EXERCISE AIM:
List each line in the listing below that contains the string "point", counting only matches with the same case.

DATA IN THIS EXERCISE:
------
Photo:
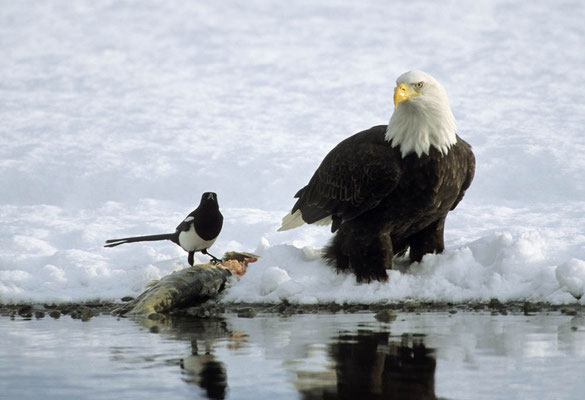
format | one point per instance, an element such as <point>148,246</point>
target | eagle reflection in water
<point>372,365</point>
------
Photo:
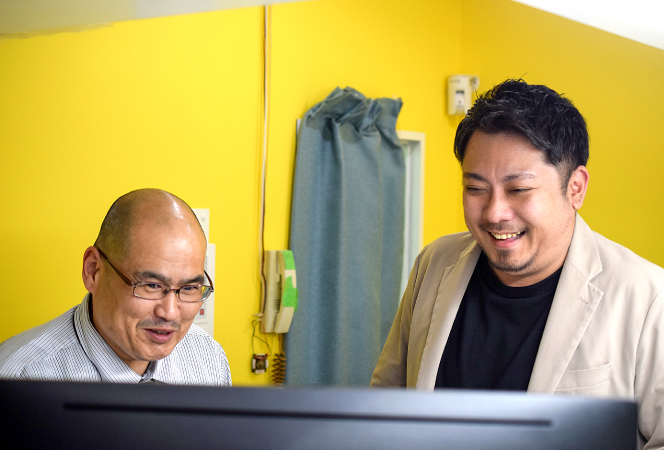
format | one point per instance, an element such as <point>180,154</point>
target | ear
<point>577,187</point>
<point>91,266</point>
------
WRITTEN RESPONSE:
format | one point per instance, an element such as <point>148,246</point>
<point>372,365</point>
format | one point per instance, an element such as <point>180,154</point>
<point>577,187</point>
<point>91,266</point>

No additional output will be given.